Reproduce the data verbatim, starting with its first line and ending with the line that contains "(1168, 768)", including both of these lines.

* BEGIN Data records *

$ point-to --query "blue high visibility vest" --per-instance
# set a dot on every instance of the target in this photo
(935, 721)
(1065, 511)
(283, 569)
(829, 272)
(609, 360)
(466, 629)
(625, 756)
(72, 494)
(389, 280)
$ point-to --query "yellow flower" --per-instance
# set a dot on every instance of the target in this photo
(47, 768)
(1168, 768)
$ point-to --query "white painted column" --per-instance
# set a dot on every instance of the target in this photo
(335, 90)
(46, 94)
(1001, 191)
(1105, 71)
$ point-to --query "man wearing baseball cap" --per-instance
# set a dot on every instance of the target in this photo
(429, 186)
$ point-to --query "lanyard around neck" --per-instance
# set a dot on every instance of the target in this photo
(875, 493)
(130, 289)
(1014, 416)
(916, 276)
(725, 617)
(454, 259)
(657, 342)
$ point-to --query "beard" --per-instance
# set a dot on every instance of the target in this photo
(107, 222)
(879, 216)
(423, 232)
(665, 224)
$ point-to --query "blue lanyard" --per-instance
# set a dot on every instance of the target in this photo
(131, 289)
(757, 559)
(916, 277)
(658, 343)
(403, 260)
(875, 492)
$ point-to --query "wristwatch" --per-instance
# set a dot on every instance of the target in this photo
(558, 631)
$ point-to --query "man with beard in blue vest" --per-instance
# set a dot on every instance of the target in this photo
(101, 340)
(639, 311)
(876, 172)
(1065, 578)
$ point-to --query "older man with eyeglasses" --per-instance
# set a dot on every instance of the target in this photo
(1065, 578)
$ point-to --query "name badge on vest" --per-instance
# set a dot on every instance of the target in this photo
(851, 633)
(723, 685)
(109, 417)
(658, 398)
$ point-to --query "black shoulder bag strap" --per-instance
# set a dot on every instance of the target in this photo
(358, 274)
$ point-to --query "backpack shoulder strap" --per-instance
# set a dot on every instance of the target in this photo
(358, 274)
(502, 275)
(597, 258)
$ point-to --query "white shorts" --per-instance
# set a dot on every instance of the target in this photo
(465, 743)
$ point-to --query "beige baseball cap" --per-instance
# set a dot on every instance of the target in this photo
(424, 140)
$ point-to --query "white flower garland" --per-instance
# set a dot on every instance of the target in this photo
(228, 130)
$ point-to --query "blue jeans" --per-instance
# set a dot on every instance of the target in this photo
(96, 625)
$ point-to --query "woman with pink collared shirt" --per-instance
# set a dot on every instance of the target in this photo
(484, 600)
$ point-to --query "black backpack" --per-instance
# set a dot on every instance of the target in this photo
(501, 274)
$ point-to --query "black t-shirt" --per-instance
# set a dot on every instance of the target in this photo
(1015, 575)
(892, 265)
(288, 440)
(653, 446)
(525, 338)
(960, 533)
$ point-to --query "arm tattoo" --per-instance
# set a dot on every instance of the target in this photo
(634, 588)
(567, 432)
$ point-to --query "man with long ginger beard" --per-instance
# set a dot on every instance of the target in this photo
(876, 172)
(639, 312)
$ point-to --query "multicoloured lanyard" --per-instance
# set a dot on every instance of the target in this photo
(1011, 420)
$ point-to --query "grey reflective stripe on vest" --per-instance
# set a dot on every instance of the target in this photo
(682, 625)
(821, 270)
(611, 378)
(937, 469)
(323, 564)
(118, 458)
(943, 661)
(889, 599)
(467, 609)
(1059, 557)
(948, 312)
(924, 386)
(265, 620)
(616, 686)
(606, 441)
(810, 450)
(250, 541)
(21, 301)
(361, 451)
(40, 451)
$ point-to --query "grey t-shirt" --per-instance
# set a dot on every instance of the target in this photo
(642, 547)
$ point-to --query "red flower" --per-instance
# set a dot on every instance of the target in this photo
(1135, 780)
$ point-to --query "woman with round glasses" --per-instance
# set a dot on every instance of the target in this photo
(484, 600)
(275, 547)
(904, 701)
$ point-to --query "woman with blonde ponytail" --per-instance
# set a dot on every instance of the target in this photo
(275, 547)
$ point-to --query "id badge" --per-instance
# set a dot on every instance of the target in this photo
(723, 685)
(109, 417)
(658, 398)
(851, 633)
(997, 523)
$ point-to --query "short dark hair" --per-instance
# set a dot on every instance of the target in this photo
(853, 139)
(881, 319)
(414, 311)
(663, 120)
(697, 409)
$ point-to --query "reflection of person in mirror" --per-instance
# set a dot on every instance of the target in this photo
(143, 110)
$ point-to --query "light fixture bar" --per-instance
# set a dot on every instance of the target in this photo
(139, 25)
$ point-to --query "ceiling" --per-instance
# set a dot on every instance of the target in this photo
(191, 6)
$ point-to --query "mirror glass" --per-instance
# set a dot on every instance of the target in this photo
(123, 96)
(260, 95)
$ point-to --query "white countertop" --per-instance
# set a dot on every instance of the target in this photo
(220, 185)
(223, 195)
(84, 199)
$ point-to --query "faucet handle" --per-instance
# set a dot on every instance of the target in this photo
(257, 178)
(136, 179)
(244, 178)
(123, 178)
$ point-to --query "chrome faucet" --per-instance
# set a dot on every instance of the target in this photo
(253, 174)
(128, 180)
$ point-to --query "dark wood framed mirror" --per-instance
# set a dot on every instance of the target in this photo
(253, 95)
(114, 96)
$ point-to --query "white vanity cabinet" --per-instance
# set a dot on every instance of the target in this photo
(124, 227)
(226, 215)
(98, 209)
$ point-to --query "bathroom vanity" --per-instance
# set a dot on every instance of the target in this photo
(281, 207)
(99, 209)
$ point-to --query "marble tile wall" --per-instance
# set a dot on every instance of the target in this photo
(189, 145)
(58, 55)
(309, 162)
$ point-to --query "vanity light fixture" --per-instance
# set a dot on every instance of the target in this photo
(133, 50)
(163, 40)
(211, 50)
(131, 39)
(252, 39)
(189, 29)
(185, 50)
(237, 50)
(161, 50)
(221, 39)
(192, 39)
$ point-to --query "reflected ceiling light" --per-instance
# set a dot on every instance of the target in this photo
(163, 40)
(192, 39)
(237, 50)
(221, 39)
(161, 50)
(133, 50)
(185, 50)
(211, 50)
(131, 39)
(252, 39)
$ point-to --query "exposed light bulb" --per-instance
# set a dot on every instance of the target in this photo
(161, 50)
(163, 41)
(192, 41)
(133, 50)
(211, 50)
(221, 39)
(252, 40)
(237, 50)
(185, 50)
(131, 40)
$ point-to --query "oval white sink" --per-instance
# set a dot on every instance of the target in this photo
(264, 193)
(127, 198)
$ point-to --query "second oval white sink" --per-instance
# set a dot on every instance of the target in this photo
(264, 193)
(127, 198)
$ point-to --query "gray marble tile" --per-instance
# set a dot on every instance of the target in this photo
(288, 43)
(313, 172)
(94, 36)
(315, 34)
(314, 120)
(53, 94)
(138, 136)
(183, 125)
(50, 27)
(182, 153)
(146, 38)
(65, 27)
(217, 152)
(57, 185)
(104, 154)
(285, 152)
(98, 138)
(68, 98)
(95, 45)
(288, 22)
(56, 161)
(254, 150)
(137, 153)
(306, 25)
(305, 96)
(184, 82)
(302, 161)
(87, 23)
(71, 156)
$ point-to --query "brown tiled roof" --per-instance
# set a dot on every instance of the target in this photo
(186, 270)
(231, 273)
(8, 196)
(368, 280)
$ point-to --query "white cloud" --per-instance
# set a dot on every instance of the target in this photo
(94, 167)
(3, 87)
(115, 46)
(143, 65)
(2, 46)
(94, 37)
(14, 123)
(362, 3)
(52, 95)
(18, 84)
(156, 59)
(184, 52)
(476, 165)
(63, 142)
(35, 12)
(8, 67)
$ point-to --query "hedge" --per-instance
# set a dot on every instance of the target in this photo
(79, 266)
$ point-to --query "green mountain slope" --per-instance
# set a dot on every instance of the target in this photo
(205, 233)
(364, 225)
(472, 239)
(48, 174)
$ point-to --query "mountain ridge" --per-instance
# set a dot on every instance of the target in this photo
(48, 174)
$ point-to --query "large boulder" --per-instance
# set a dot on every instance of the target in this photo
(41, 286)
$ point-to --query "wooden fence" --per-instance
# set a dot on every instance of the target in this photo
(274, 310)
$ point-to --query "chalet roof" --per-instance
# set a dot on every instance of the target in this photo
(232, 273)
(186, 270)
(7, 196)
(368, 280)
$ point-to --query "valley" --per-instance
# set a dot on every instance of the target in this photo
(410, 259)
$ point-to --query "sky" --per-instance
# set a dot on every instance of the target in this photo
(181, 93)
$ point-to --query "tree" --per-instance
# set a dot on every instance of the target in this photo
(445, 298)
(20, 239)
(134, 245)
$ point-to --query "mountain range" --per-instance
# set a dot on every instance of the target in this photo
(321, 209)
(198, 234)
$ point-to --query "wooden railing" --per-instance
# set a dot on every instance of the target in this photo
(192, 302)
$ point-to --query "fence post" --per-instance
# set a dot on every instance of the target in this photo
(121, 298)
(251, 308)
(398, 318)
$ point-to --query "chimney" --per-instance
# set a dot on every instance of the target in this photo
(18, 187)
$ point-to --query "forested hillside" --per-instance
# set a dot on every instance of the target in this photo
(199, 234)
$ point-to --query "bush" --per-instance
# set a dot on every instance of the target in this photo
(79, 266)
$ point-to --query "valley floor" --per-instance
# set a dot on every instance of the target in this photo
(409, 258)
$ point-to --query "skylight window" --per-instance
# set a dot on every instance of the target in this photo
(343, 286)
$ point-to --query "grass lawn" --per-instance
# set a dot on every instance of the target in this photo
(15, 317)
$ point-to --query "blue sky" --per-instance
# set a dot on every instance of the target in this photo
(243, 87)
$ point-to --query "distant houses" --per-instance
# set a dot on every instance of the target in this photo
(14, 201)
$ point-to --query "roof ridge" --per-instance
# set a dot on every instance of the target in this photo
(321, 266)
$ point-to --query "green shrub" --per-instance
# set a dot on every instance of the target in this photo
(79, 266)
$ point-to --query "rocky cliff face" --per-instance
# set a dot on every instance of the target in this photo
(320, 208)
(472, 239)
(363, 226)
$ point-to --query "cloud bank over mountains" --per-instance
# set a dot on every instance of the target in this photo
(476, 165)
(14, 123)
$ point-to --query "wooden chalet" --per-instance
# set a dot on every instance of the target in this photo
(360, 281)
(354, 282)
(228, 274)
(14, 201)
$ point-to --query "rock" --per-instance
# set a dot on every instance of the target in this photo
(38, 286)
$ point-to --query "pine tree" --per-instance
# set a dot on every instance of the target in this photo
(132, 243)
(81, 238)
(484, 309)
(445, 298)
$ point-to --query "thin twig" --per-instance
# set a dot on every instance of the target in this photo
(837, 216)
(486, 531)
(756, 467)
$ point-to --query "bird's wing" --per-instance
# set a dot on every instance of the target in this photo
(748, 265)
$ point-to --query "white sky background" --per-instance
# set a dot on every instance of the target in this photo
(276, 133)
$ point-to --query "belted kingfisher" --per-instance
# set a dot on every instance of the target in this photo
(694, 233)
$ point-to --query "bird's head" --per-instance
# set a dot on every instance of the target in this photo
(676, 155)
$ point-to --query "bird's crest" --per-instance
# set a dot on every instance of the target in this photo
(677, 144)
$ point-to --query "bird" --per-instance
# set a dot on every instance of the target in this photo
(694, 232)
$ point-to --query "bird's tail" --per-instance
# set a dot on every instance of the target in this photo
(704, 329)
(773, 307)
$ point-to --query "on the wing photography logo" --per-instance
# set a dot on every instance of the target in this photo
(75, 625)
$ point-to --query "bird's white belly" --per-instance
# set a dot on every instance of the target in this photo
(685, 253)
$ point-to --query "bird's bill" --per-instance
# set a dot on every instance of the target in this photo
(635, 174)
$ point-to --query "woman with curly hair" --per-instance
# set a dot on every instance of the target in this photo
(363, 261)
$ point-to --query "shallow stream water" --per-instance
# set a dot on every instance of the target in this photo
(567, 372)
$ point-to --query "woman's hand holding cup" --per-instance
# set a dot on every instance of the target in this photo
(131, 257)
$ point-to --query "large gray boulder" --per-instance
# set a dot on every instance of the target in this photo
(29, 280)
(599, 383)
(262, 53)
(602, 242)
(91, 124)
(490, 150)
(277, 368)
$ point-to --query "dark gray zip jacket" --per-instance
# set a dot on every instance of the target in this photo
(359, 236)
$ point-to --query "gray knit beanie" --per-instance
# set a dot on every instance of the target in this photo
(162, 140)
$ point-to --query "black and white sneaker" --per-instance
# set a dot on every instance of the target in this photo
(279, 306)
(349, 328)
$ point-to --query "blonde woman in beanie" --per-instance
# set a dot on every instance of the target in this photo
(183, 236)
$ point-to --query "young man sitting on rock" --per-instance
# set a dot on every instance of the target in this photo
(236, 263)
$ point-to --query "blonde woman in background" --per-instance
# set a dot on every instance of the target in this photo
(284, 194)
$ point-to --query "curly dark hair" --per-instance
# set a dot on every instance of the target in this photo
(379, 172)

* END Data records *

Solution for this problem |
$ point-to --query "blue high visibility vest" --per-instance
# set a dot on every instance of the target in this photo
(935, 721)
(1065, 511)
(283, 569)
(829, 272)
(609, 360)
(466, 629)
(625, 756)
(72, 494)
(389, 280)
$ point-to --query "yellow flower" --per-instance
# set a dot on every instance of the target in this photo
(47, 768)
(1168, 768)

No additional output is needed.